## What to do
• a. In the advice on running a bar, what besides partnership in special promotions can neighboring businesses offer?
• b. Carry on the advice on running a successful bar from the point where the text stops.

## Extract provided
== Segment start ==
Operating a successful bar isn’t all fun and games; implementing this advice, though, can make the hard work pay off.  

While we’d all like to run the bar on the television show “Cheers,” a convivial place where everyone knows your name, owning a bar and running it successfully involves long hours and hard work. Take advantage of these common-sense rules others have used to optimize their businesses. 

Make friends with your neighbors. Bar patrons can get a little raucous when a sports team wins a big game. Traffic on busy nights can cause parking problems or sidewalk impediments from people waiting to get in the door. Boisterous customers may forget some people are sleeping when they leave at closing time. And ejecting an overserved customer can place a potentially obnoxious and disorderly person on the street. Establishing good relationships with your neighbors from the start can go a long way toward smoothing over any incidents like these—as long as they don’t become common. Neighboring businesses also can provide insight on how to succeed in the area, and potentially be partners in special promotions.
== Segment end ==
## Information provided
== Segment start ==
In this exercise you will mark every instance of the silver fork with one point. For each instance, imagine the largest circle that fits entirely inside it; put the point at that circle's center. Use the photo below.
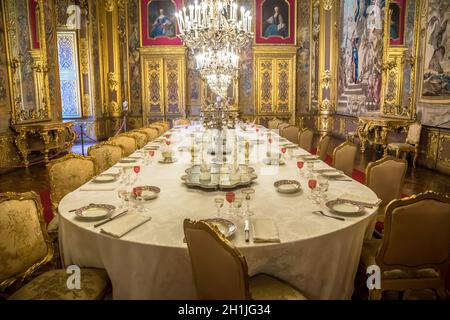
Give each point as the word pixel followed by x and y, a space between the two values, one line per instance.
pixel 325 215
== Segment end ==
## Written responses
• a. Insight on how to succeed in the area.

• b.
Keep your finances in order. Start-up money aside, running a bar takes ongoing working capital. While your inclination may be to comp a lot of guests when you first open to create goodwill and help promote your place, you’re running a business. Keep good books, and establish good relationships with investors and/or bankers in the event you need additional funding down the road for expansion, renovations or emergencies. 

Focus on hospitality. Treat customers like guests, and make sure the customer experience is positive at all times, from a greeting at the door to great service at the bar. Get feedback from customers often, through surveys or by simply asking them what you can do better while they’re there. Make sure that hospitality extends to your staff. Hire people who have a customer-first attitude. Train them both in service and product knowledge. Involve staff in solving problems if they arise. Treat good employees like the valuable resource they are. 

Manage inventory carefully. Invest in a good POS system that helps you track and order inventory. Analyze sales data to track trends, forecast inventory needs, and fine-tune your product mix.  

Keep the menu simple. A large drink menu can be confusing for customers and staff alike. And the inventory costs can be significant. If you specialize in something—frozen daiquiris, for example, or single malt scotch—list a half-dozen, and let servers provide information on anything else you have. Rotate offerings on and off the list seasonally. Test new drinks with a daily or weekly special.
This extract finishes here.